• _What the task asks_
Repeat word for word the part of the article on Trump's speeches that begins with the words containing "The 3 Faces" and ends with "here on Wednesday.".
------ Text excerpt
Thursday, August 24, 2017

The 3 Faces of Cheeto Mussolini


What he will be speaking about will dictate which face he shows during each speech.
President Trump reverted to his script as commander in chief here on Wednesday.

The morning after he delivered an aggrieved and impromptu defense of his comments on the violence in Charlottesville, Va., Mr. Trump spoke in a more measured tone to the national convention of the American Legion, telling its members that “we are not defined by the color of our skin,” and that the country will overcome its challenges by reaffirming its common values.

“We are here to hold you up as an example of strength, courage and resolve that our country will need to overcome the many challenges that we face,” the president said, speaking slowly and gravely as he read from a teleprompter. “We are here to draw inspiration from you as we seek to renew the bonds of loyalty that bind us together as one people and one nation.”

It was a day-and-night contrast to Mr. Trump’s performance Tuesday night in Phoenix, where he lurched from subject to subject and accused the news media of ignoring what he insisted had been his message of unity in the aftermath of Charlottesville.

But such contrasts have become a recurring motif of his presidency: Mr. Trump has toggled between Teleprompter Trump and Unplugged Trump every day since the deadly clashes in Virginia, leaving Washington and the rest of the nation with a chronic case of rhetorical whiplash.
------------
------ Raw data
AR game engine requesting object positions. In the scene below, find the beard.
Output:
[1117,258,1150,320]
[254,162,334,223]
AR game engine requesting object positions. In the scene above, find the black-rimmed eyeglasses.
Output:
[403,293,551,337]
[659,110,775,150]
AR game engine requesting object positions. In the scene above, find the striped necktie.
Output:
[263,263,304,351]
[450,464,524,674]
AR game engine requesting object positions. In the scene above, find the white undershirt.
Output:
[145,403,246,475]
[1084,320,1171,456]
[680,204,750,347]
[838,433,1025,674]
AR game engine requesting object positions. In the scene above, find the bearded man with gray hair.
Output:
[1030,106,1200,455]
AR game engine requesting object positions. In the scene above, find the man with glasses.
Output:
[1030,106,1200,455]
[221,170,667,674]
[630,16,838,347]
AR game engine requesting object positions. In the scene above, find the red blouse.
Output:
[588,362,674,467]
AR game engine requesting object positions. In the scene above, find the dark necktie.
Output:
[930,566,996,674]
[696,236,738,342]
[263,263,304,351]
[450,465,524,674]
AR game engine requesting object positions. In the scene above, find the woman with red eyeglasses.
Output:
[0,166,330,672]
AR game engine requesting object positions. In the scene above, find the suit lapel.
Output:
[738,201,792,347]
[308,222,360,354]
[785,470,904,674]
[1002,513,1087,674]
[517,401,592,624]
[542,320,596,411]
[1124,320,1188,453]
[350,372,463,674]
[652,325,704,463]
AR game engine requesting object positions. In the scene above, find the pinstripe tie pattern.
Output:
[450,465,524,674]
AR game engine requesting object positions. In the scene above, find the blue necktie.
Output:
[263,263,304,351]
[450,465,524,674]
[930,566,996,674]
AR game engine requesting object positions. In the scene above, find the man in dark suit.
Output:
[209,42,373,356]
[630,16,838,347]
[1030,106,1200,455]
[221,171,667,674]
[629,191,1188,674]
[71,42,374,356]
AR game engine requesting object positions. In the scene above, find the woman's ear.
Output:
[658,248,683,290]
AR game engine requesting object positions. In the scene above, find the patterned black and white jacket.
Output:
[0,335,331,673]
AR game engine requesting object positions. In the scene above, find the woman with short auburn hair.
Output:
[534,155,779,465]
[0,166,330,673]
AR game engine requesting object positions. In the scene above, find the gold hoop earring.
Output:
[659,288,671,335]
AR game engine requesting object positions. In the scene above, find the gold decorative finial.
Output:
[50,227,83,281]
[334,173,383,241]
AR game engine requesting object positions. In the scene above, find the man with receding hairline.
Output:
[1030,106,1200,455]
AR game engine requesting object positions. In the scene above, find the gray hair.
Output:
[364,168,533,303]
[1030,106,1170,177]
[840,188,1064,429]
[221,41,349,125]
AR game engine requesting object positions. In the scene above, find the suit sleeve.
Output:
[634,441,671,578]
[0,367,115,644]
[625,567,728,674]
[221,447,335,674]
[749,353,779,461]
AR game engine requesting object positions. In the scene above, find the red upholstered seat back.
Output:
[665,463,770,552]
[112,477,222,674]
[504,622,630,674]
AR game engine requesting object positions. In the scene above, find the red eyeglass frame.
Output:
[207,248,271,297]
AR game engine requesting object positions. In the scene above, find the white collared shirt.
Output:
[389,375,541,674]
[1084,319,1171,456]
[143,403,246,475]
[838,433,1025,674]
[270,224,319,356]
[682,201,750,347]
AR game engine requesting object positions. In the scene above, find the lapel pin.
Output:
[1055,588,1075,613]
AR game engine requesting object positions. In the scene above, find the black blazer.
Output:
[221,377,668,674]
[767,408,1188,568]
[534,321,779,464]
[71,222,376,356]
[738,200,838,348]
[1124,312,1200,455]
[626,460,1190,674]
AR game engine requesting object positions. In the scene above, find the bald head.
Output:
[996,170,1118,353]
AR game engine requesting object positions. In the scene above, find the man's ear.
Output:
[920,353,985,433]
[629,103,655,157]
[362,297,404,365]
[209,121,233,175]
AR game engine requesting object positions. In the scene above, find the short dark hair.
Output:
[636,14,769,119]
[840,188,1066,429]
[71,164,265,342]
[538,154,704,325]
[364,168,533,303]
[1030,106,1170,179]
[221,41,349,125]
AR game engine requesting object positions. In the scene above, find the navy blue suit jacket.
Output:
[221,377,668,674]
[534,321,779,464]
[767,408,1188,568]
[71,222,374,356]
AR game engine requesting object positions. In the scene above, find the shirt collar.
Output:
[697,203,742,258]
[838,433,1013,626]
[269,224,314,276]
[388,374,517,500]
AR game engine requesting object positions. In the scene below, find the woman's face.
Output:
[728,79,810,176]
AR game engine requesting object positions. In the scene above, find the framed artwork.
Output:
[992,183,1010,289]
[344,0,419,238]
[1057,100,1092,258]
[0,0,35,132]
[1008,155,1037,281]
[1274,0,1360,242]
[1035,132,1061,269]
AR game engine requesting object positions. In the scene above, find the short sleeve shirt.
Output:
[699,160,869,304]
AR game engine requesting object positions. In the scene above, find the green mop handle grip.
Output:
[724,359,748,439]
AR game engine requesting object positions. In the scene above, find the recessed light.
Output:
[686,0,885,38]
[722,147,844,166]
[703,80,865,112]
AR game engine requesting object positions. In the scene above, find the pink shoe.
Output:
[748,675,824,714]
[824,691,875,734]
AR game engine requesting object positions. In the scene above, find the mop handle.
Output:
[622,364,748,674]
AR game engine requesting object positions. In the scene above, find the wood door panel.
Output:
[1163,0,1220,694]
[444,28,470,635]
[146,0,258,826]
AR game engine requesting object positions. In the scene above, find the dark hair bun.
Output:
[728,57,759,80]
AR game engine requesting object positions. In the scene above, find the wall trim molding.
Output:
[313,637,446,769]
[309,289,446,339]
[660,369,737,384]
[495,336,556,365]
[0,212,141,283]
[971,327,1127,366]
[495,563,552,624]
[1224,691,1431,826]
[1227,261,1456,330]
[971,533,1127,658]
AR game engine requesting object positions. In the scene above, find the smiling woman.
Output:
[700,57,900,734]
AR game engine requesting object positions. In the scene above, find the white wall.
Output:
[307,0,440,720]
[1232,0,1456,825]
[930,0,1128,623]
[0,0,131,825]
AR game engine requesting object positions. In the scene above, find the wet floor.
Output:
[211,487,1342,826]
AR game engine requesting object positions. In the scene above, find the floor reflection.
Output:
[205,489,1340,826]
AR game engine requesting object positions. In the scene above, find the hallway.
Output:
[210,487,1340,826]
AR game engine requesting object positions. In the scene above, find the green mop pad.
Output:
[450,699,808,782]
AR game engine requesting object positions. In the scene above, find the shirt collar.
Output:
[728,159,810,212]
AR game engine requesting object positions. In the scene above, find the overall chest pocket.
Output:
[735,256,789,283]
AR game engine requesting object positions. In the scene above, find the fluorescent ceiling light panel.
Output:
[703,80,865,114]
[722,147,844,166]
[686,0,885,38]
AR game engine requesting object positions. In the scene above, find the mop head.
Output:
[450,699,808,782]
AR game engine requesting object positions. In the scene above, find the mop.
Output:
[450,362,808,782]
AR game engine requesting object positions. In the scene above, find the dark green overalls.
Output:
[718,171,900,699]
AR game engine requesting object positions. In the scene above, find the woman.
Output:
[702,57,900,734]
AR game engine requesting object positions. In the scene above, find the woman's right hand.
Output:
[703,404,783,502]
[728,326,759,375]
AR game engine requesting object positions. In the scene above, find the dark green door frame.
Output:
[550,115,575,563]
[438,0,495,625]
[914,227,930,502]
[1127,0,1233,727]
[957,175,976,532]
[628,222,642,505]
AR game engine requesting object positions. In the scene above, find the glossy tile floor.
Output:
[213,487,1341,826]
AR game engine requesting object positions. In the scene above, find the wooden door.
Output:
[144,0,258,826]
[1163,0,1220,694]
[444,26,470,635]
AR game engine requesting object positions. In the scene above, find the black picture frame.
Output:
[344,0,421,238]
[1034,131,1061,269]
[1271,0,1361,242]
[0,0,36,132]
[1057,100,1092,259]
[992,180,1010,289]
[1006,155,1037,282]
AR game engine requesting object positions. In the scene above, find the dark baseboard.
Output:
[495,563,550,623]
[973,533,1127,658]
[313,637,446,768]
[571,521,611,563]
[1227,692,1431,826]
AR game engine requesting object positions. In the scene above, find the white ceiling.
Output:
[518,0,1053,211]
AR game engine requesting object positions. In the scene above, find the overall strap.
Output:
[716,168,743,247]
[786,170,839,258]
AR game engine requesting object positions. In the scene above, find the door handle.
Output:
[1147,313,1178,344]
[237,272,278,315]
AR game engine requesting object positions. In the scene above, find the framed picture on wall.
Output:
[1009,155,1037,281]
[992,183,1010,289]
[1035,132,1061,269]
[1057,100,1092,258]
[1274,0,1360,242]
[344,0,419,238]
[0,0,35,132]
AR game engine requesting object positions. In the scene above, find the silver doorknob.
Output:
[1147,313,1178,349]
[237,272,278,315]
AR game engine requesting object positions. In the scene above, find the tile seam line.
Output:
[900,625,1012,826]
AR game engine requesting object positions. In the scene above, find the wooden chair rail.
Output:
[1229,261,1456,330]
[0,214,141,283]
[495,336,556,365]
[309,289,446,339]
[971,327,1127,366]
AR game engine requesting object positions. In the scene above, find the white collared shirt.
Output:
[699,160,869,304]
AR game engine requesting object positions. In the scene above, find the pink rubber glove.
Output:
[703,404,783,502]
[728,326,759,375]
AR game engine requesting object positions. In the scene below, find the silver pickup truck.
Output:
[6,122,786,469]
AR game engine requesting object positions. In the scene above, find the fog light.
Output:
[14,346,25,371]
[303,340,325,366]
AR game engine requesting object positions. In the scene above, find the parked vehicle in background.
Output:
------------
• _Your response_
The 3 Faces of Cheeto Mussolini


What he will be speaking about will dictate which face he shows during each speech.
President Trump reverted to his script as commander in chief here on Wednesday.